┌─ DATASET EXCERPTS
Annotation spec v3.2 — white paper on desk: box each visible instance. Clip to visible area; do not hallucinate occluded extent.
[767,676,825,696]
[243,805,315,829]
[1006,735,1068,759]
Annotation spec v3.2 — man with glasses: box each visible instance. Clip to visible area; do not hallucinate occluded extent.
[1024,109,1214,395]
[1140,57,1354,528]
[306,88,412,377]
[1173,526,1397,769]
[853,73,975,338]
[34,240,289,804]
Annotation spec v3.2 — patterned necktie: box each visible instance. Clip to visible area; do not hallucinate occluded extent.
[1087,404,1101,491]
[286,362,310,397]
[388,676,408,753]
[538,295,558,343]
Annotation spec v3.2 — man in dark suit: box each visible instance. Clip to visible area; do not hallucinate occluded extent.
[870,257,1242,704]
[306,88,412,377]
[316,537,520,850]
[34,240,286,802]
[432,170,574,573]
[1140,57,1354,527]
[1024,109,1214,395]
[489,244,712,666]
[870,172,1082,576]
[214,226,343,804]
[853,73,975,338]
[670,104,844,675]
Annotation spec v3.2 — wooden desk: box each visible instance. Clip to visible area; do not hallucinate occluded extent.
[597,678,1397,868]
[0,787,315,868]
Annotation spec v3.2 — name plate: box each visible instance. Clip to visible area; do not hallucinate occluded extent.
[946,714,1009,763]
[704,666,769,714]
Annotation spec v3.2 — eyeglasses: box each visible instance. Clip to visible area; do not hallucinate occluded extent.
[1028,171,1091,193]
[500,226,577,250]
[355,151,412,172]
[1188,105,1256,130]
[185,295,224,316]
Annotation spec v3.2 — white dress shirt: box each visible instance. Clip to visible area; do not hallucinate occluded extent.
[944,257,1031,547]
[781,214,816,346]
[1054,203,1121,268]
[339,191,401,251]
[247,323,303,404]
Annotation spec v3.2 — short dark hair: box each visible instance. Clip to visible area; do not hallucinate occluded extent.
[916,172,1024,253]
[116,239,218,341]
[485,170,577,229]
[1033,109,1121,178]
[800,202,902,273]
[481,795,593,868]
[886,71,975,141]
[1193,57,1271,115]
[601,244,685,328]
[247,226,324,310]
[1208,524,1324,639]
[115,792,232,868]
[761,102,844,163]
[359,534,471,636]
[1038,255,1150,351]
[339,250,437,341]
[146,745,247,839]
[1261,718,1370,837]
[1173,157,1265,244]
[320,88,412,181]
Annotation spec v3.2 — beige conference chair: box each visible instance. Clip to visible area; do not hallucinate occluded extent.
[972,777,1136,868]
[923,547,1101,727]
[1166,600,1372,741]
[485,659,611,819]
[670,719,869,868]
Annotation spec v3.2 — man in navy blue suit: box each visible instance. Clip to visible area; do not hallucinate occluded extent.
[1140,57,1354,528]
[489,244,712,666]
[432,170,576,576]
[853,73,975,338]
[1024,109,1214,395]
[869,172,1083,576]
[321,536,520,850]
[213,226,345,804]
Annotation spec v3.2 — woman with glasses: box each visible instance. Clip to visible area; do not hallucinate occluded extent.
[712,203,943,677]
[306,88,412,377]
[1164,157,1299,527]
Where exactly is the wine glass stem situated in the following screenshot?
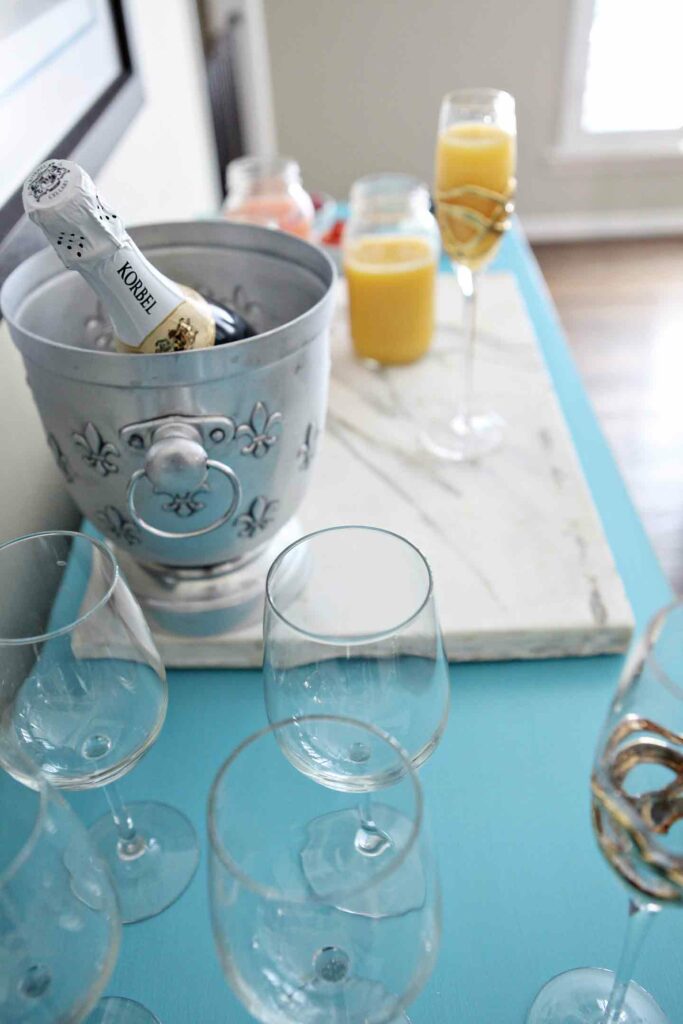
└─
Render as a JSON list of strings, one string per line and blank lines omitted, the portion of the items that opens with the line containing "Annotation spec v3.2 — short" and closes with the line containing "[1173,157,1265,244]", both lines included.

ANSWER TO THIS TASK →
[
  "Annotation spec v3.2 — short dark hair: box each visible instance. Clip to visible area; do not hallucinate occluded extent.",
  "[916,172,1024,253]",
  "[116,239,218,341]",
  "[485,170,577,229]",
  "[1033,109,1121,178]",
  "[800,202,902,273]",
  "[481,795,593,868]",
  "[886,71,975,141]",
  "[1193,57,1271,115]",
  "[601,244,685,328]",
  "[247,226,324,310]",
  "[1208,524,1324,639]",
  "[115,792,232,868]",
  "[761,102,844,163]",
  "[359,534,471,636]",
  "[1038,255,1150,351]",
  "[339,250,437,341]",
  "[146,745,247,839]",
  "[1261,718,1370,837]",
  "[1173,157,1265,244]"
]